Reproduce verbatim the portion of the food systems program description below, starting from "The Advanced Certificate" up to and including "policy and law.".

▶ Selected text:

►

Students taking courses with the Program on Food Systems and Public Health examine the historical, environmental, cultural, economic, and behavioral impacts of food on health and health systems. Students can deepen their engagement by participating in the Food Policy and Obesity Prevention (FPOP) student group, which provides comprehensive extracurricular opportunities for the Columbia University Medical Center community around food access, policy, and advocacy.

The Advanced Certificate in Food Systems and Public Health is a specialization available to enrolled MPH students who are interested in gaining foundational knowledge and understanding of the role that food plays in public health. This certificate provides students with the perspectives and skills to influence the evolving relationship between food and public health providing coursework that investigates the historical, environmental, cultural, economic, and behavioral impacts of food on health and health systems.  The certificate will prepare MPH students to understand the scientific research methods required to examine the food landscape through a public health framework.  Students will also investigate the interconnectedness of food to income inequality, the global economy, climate change and health policy and law.

◄

Dataset entries
►

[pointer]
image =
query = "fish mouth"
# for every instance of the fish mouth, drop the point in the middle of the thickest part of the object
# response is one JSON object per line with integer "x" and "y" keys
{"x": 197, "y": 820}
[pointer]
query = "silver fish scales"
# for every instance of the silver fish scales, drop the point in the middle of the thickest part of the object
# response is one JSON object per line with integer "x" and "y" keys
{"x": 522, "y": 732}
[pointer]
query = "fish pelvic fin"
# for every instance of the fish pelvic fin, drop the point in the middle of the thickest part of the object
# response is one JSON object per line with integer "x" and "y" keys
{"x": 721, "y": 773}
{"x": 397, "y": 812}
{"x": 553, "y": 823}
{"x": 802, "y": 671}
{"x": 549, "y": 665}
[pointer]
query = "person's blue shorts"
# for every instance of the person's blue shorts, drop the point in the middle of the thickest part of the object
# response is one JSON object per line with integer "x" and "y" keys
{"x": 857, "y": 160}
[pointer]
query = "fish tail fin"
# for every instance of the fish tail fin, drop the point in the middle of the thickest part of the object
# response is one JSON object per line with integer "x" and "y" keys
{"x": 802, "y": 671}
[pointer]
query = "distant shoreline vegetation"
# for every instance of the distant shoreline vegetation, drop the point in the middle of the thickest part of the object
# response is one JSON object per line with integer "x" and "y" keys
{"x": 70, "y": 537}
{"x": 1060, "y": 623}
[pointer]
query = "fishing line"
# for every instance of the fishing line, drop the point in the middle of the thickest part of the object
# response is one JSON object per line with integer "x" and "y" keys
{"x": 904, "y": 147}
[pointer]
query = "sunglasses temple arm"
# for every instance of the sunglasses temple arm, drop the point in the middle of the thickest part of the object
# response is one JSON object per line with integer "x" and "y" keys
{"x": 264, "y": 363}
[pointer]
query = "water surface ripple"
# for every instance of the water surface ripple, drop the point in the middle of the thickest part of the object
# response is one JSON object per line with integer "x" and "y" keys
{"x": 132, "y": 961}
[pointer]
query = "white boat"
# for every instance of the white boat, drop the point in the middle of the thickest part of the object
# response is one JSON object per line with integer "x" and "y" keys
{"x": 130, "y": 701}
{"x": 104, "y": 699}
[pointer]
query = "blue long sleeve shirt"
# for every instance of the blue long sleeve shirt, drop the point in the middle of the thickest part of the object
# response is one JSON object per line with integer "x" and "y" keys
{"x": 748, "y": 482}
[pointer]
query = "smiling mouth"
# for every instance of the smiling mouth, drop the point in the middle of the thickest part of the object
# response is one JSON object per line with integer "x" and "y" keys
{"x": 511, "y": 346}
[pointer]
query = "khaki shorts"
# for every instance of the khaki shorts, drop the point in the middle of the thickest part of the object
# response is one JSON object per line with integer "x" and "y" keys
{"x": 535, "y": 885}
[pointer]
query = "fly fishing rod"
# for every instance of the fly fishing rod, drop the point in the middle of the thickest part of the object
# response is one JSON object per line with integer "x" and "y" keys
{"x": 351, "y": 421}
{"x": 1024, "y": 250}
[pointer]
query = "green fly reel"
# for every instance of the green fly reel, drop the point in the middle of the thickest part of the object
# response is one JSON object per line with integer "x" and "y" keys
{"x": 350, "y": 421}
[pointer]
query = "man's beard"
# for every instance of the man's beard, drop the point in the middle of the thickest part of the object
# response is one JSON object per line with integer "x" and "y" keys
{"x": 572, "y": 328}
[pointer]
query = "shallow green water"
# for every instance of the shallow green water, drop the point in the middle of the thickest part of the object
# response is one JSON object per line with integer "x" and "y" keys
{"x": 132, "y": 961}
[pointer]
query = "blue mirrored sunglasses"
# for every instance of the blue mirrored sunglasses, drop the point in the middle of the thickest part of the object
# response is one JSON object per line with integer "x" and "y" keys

◄

▶ Solution to the exercise:
The Advanced Certificate in Food Systems and Public Health is a specialization available to enrolled MPH students who are interested in gaining foundational knowledge and understanding of the role that food plays in public health. This certificate provides students with the perspectives and skills to influence the evolving relationship between food and public health providing coursework that investigates the historical, environmental, cultural, economic, and behavioral impacts of food on health and health systems.  The certificate will prepare MPH students to understand the scientific research methods required to examine the food landscape through a public health framework.  Students will also investigate the interconnectedness of food to income inequality, the global economy, climate change and health policy and law.